◆ EXCERPTED DATA:
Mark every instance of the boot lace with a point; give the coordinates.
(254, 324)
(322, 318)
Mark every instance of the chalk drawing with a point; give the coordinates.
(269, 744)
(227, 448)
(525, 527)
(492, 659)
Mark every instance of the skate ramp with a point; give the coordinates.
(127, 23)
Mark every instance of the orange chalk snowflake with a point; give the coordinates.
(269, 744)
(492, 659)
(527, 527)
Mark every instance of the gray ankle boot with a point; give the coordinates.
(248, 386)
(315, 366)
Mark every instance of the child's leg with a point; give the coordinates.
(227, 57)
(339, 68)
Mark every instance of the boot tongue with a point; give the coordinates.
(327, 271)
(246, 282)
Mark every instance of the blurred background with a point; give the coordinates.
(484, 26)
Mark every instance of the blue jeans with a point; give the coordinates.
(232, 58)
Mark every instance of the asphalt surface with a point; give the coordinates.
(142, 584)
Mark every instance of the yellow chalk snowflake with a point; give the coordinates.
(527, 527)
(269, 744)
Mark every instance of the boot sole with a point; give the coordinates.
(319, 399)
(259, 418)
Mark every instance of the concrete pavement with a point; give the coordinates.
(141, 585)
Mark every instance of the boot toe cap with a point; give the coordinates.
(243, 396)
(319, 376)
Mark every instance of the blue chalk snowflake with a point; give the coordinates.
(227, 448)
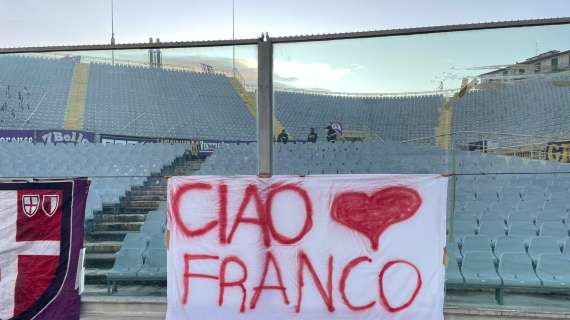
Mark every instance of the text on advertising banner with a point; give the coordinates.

◆ WORK TO DO:
Can you copy every line of the listing above word for word, leaving out any picture?

◆ IN RESPONSE:
Mark every instance of the boot lace with a point; give the coordinates.
(254, 324)
(322, 318)
Mark every instance of the chalk drawing with a point; give the coordinates.
(269, 744)
(227, 448)
(525, 527)
(492, 659)
Mark every instance of the skate ramp with a point; give the coordinates.
(127, 23)
Mark every instance of the orange chalk snowflake with a point; give the coordinates.
(269, 744)
(492, 659)
(527, 527)
Mark every instance of the gray ankle boot with a point; give the coordinates.
(248, 386)
(315, 366)
Mark every instance of the child's leg with a point; give the coordinates.
(227, 57)
(339, 68)
Mark every instance of the boot tongue with a point; give the coordinates.
(327, 271)
(246, 282)
Mark every instance of the blurred background with a point; give the coordinates.
(484, 26)
Mark every instance of the blue jeans with a point; give the coordinates.
(232, 58)
Mark every instance of the asphalt surface with a point; give the coordinates.
(142, 584)
Mark every instance of the yellow chalk snowflake with a point; give the coordinates.
(527, 527)
(269, 744)
Mark every instance of the boot sole with a point; give the coordinates.
(319, 399)
(259, 418)
Mark every instance of the concrete pavement with a point; give the coordinates.
(141, 585)
Mark every instance of the boot toe cap with a point; give the coordinates.
(243, 396)
(319, 376)
Mark every instance of the blue chalk snowflake with a point; give the coordinates.
(227, 448)
Mark every instance of the text on advertising banner with a point; give the coordinates.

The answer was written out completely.